The letter also accuses BP of withholding information on the process the company used to close previously drilled wells, tests on cement used to seal the Macondo well, and an organisational chart establishing a chain of command at BP.
The letter and BP’s response continues a pattern of finger- pointing since the explosion.
Lamar McKay, chairman of BP America, told a Senate Energy Committee hearing on May 11 that “Transocean’s blowout preventor failed to operate.”
Steven Newman, Transocean’s chief executive officer, told the same panel that “all offshore oil and gas production projects begin and end with the operator”.
Transocean fell $1.43, or 2.6 per cent, to $52.65 at 1 pm in New York Stock Exchange composite trading. BP’s American depositary receipts, each equal to six ordinary shares, fell 88 cents, or 2.4 per cent, to $36.42.

- _ENTRIES SUPPLIED_:
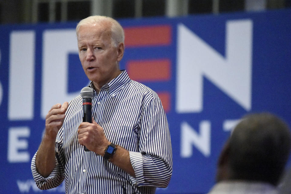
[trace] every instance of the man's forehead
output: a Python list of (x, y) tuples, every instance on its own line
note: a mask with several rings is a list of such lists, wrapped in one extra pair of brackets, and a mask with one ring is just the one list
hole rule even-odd
[(80, 27), (77, 38), (79, 41), (84, 38), (110, 38), (111, 35), (111, 30), (108, 26), (97, 24), (86, 25)]

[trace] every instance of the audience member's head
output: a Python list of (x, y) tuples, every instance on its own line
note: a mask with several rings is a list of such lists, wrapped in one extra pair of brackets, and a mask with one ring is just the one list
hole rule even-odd
[(217, 180), (278, 183), (290, 149), (287, 125), (269, 113), (242, 118), (225, 145), (218, 162)]

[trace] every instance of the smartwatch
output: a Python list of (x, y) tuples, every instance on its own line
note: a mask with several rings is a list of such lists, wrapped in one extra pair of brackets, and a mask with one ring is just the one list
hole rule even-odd
[(110, 162), (117, 148), (117, 145), (115, 145), (113, 143), (111, 143), (108, 145), (105, 149), (105, 154), (104, 155), (104, 158), (108, 160), (109, 162)]

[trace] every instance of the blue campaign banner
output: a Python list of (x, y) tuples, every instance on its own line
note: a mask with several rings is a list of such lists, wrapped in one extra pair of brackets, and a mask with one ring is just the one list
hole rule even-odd
[[(157, 193), (202, 193), (235, 124), (268, 111), (291, 123), (291, 10), (119, 20), (121, 69), (156, 91), (167, 114), (173, 174)], [(76, 22), (0, 26), (1, 193), (42, 191), (31, 159), (51, 106), (89, 80), (79, 59)], [(290, 161), (288, 164), (289, 166)]]

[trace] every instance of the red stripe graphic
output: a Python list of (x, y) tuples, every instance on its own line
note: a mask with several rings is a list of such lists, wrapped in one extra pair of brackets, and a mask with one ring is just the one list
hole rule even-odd
[(165, 112), (168, 112), (171, 110), (171, 94), (168, 92), (157, 92), (158, 95), (161, 99), (162, 104)]
[(168, 81), (171, 61), (168, 59), (129, 61), (126, 68), (129, 77), (138, 81)]
[(169, 25), (125, 28), (126, 47), (169, 45), (172, 28)]

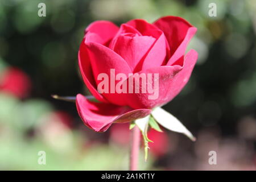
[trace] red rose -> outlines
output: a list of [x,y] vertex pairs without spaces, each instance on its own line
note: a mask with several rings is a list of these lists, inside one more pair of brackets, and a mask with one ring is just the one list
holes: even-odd
[[[175,16],[161,18],[153,24],[135,19],[120,27],[104,20],[90,24],[80,47],[79,68],[85,84],[101,102],[77,96],[77,110],[85,124],[96,131],[105,131],[113,122],[143,118],[172,100],[187,84],[196,63],[195,51],[184,54],[196,30]],[[130,73],[158,73],[158,97],[149,99],[148,92],[100,93],[98,75],[111,77],[112,69],[127,78]],[[146,87],[141,83],[137,86]]]

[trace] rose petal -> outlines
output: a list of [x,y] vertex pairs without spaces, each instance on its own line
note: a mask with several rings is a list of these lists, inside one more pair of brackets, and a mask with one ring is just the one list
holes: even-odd
[[[142,93],[140,90],[139,93],[134,93],[134,93],[126,94],[128,105],[134,109],[152,109],[170,102],[180,92],[188,82],[197,59],[197,53],[191,50],[185,55],[184,63],[182,57],[182,60],[179,60],[180,63],[176,63],[174,66],[162,66],[143,71],[143,73],[146,74],[152,73],[153,78],[154,73],[159,73],[159,89],[155,90],[158,92],[158,97],[149,100],[148,96],[153,94],[149,93],[147,88],[146,93]],[[152,82],[154,83],[154,79]],[[147,84],[151,84],[147,81]],[[143,86],[141,81],[139,86]]]
[[181,47],[176,55],[175,60],[184,54],[188,42],[197,30],[185,20],[177,16],[162,17],[155,22],[154,24],[164,33],[170,47],[171,57],[179,47]]
[[166,44],[167,42],[163,32],[154,24],[143,19],[131,20],[126,24],[136,28],[142,35],[151,36],[156,39],[144,57],[137,65],[134,72],[162,65],[167,52],[170,51],[169,45]]
[[133,110],[127,106],[92,102],[81,94],[77,96],[76,106],[85,125],[97,132],[105,131],[113,122],[130,122],[151,112],[150,109]]
[[[92,68],[96,83],[101,80],[98,80],[98,76],[100,73],[106,73],[109,78],[109,93],[104,92],[102,95],[110,102],[118,105],[126,105],[126,100],[122,97],[121,94],[110,93],[110,83],[113,82],[114,85],[119,81],[111,78],[110,69],[114,69],[115,76],[121,73],[125,74],[128,77],[128,74],[132,72],[130,67],[123,58],[109,48],[97,43],[87,43],[87,48],[90,52],[90,60]],[[114,86],[115,88],[115,86]],[[114,90],[115,92],[115,90]]]
[[119,27],[109,21],[98,20],[90,23],[85,29],[85,34],[91,32],[98,35],[102,39],[102,44],[109,42],[118,31]]
[[152,36],[142,36],[137,32],[133,27],[123,24],[118,36],[110,45],[111,49],[126,61],[133,72],[138,63],[144,59],[156,40]]
[[84,83],[87,86],[92,94],[98,101],[103,102],[108,102],[104,97],[97,90],[96,83],[93,77],[88,51],[85,44],[85,38],[86,36],[80,44],[78,53],[79,65],[81,75],[82,75]]

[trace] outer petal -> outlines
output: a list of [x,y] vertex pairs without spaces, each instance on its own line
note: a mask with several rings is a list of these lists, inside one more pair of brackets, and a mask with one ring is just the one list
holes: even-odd
[[96,83],[94,78],[90,57],[88,55],[88,51],[85,44],[85,38],[83,39],[81,43],[78,53],[79,65],[81,75],[84,83],[95,98],[100,101],[108,102],[97,90]]
[[[177,16],[163,17],[154,24],[164,33],[169,43],[171,56],[175,54],[178,48],[179,48],[179,51],[175,52],[176,55],[175,60],[184,55],[187,44],[197,30],[185,20]],[[171,64],[169,63],[168,65]]]
[[93,102],[78,94],[76,97],[77,111],[84,123],[98,132],[105,131],[114,122],[126,122],[146,117],[151,110],[133,110],[127,106]]
[[[132,73],[130,67],[123,58],[109,48],[100,44],[93,42],[86,43],[86,46],[90,52],[90,60],[96,83],[101,81],[97,80],[99,74],[106,73],[110,80],[109,89],[111,82],[114,81],[114,86],[119,81],[112,80],[110,76],[110,69],[114,69],[115,75],[121,73],[128,77],[128,74]],[[111,91],[111,90],[110,90]],[[102,95],[110,102],[118,105],[126,105],[125,100],[121,97],[122,95],[117,93],[104,93]]]
[[90,23],[85,29],[85,33],[91,32],[98,35],[102,44],[109,42],[117,34],[119,27],[109,21],[98,20]]
[[[134,109],[152,109],[170,102],[188,82],[197,59],[197,53],[195,50],[191,50],[185,55],[184,61],[181,57],[174,66],[153,68],[143,72],[145,73],[159,73],[159,90],[156,90],[158,91],[158,97],[155,100],[149,100],[148,96],[152,94],[147,92],[147,93],[140,92],[140,93],[127,94],[129,105]],[[141,82],[139,86],[142,86]]]

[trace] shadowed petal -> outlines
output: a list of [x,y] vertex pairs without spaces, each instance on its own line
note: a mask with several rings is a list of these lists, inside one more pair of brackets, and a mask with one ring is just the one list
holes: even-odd
[[94,102],[81,94],[77,94],[76,106],[84,124],[97,132],[105,131],[114,122],[130,122],[143,118],[150,114],[151,110],[134,110],[127,106]]

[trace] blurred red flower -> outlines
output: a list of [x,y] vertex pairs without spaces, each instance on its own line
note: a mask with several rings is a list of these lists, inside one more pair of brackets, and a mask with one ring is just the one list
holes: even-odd
[[28,96],[31,81],[21,69],[9,67],[0,75],[0,90],[23,98]]

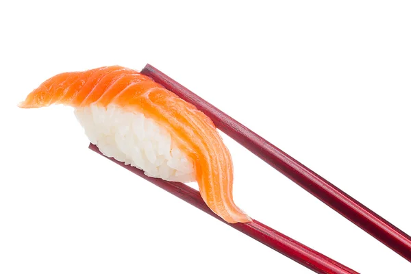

- _EXERCISE BRIEF_: Continue the BP and Transocean article from the point where it stops.

- _EXERCISE ANSWER_:
Florida bill
Florida may send BP Plc a claim for more than $1 billion to close a budget gap after the largest US oil spill slashed tax receipts from tourism.
Steve Yerrid, a Tampa lawyer chosen by Florida Governor Charlie Crist to advise him on legal issues concerning the spill, said the state may seek an initial payment in the “lower range” of billions of dollars to make up for lost tax revenue.
States that filed claims for funds spent or revenue lost because of BP’s spill in the Gulf of Mexico would be joining idled fishermen and empty hotels struggling because tourists stayed away.